Text excerpt:
Shadowrun Riggers are taken lock, stock and minigun barrel from Walter Jon Williams' Hardwired.  Making them drone puppetmasters was a fudge to allow them to be involved in the typical Shadowrun dungeon-that-isn't adventure.

I dealt with Riggers by returning them to their original conception, which means they tended not to appear very often, except as someone's secondary or tertiary character (we did a lot of troupe play).
D&D is becoming Self-Referential.  It is no longer Setting Referential, where it takes references outside of itself. It is becoming like Ouroboros in its self-gleaning for tropes, no longer attached, let alone needing outside context.
~ Opaopajr

gleichman

Quote from: daniel_ream;578558I dealt with Riggers by returning them to their original conception, which means they tended not to appear very often, except as someone's secondary or tertiary character (we did a lot of troupe play).

So you used them purely as vehicle drivers/pilots, and they had to be in the vehicle?
Whitehall Paraindustries- A blog about RPG Theory and Design

"The purpose of an open mind is to close it, on particular subjects. If you never do — you\'ve simply abdicated the responsibility to think." - William F. Buckley.

Source data:
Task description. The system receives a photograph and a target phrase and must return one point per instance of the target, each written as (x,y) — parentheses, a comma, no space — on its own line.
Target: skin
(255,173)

Problems to solve:
1/ From which work does the forum excerpt say Shadowrun Riggers were taken?
2/ Duplicate the passage of the forum excerpt starting at "Quote from: daniel_ream;578558I" and ending at "William F. Buckley.".
Rely only on the forum excerpt when responding.

Responses by task:
1/ Walter Jon Williams' Hardwired.

2/
Quote from: daniel_ream;578558I dealt with Riggers by returning them to their original conception, which means they tended not to appear very often, except as someone's secondary or tertiary character (we did a lot of troupe play).

So you used them purely as vehicle drivers/pilots, and they had to be in the vehicle?
Whitehall Paraindustries- A blog about RPG Theory and Design

"The purpose of an open mind is to close it, on particular subjects. If you never do — you\'ve simply abdicated the responsibility to think." - William F. Buckley.